§ **Task directions**: Extract every line below that contains the string "ribbon" and copy each one out in full.

[Rows of bounding box annotation data]
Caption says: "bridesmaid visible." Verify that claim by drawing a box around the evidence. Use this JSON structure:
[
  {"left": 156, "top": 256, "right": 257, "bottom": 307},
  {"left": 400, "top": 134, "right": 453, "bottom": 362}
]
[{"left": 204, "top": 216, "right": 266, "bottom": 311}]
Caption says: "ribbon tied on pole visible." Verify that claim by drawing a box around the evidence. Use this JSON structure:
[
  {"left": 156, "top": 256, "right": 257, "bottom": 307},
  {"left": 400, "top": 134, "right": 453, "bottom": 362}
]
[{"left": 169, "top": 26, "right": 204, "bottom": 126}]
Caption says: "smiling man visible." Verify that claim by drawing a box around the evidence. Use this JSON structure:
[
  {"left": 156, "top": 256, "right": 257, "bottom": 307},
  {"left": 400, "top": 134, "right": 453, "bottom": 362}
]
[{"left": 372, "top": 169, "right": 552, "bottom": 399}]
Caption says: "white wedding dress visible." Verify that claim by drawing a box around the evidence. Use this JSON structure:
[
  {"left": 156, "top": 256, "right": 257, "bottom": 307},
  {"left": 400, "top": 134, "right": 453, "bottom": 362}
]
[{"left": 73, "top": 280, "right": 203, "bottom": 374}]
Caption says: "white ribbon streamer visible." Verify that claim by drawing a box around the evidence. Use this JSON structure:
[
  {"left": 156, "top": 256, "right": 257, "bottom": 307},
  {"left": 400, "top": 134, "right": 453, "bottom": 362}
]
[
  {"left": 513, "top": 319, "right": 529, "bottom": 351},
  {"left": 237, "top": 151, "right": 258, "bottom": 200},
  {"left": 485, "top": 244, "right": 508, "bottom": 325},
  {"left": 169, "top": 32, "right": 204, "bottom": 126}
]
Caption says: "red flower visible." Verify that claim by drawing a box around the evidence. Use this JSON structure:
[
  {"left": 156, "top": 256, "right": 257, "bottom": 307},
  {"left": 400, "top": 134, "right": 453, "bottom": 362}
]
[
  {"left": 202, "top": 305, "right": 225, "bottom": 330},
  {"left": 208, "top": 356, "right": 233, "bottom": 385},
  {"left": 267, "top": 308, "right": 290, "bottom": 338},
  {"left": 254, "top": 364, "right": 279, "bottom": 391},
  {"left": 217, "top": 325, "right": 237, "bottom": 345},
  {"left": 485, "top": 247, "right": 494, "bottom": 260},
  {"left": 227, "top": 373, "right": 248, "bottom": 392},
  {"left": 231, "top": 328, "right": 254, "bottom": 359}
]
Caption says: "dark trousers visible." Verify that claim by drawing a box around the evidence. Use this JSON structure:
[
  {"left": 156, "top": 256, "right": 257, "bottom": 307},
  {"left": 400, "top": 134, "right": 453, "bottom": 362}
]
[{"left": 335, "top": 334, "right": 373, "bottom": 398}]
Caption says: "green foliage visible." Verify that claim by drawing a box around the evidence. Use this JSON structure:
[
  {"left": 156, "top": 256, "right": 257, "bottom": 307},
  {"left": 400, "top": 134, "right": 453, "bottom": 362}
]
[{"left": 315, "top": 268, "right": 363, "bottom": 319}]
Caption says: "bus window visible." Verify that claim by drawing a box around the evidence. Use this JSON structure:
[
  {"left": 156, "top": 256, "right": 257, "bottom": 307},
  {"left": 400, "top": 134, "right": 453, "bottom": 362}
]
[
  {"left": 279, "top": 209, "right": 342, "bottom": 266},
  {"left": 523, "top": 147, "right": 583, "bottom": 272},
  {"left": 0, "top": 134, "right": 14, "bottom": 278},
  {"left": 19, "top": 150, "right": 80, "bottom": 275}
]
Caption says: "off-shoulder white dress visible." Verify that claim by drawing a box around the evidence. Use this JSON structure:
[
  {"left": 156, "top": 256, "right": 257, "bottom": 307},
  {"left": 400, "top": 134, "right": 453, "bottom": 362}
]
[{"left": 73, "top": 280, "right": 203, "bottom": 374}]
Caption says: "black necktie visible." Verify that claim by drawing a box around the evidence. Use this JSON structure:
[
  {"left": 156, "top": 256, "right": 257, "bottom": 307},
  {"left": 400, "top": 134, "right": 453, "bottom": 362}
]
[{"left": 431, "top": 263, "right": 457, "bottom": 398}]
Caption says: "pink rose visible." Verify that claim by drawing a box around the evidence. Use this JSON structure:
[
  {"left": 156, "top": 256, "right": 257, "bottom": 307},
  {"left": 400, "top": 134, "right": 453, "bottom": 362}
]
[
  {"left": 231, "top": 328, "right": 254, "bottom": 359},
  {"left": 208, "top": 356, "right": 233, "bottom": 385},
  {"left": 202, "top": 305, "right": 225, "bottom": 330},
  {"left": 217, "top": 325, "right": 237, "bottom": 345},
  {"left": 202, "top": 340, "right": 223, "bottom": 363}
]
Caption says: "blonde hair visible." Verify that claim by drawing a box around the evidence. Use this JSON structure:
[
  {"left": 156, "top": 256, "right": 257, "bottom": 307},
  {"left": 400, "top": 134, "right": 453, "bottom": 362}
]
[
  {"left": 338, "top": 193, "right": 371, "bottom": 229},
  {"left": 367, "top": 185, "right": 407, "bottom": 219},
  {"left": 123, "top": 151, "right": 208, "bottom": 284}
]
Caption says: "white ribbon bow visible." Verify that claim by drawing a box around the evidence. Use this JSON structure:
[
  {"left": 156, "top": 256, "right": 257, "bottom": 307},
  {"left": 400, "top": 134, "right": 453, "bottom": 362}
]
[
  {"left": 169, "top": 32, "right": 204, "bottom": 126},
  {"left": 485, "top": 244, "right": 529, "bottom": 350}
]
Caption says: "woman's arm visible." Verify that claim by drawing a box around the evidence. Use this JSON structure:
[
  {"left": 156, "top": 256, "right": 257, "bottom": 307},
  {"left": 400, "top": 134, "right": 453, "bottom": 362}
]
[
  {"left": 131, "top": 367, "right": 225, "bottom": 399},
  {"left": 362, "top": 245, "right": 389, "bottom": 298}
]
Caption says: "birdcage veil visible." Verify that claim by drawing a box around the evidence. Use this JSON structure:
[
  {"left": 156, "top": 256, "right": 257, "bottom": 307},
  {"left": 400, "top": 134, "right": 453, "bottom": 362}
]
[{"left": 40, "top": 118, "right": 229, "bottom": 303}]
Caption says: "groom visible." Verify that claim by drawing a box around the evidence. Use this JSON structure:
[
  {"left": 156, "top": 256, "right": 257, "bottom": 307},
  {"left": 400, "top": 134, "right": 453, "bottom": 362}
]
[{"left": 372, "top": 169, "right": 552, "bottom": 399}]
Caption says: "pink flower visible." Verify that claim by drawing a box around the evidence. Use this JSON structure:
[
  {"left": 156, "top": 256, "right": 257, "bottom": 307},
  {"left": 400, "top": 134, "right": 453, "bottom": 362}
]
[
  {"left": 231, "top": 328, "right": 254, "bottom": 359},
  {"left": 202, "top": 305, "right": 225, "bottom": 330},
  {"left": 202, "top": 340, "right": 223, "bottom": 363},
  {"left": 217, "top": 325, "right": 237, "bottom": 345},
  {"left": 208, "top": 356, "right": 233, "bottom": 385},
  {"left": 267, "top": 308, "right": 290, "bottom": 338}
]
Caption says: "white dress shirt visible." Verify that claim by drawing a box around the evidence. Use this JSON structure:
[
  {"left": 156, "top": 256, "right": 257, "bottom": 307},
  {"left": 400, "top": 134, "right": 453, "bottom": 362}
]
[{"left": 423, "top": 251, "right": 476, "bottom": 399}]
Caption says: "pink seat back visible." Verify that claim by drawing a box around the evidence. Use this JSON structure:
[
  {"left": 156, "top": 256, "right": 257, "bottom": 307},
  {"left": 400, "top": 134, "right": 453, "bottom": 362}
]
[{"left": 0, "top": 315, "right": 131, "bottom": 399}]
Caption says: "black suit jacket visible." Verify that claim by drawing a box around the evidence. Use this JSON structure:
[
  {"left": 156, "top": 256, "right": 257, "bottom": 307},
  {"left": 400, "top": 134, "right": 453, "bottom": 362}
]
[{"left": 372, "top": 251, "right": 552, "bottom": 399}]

§ **Final result**:
Caption says: "ribbon tied on pole visible." Verify that claim by drawing a box around the evidence. Use this JSON structure:
Caption says: "white ribbon streamer visible." Verify that claim by drawing a box around the evidence. Use this JSON structure:
Caption says: "white ribbon bow visible." Verify that claim by drawing a box around the evidence. Use this JSON structure:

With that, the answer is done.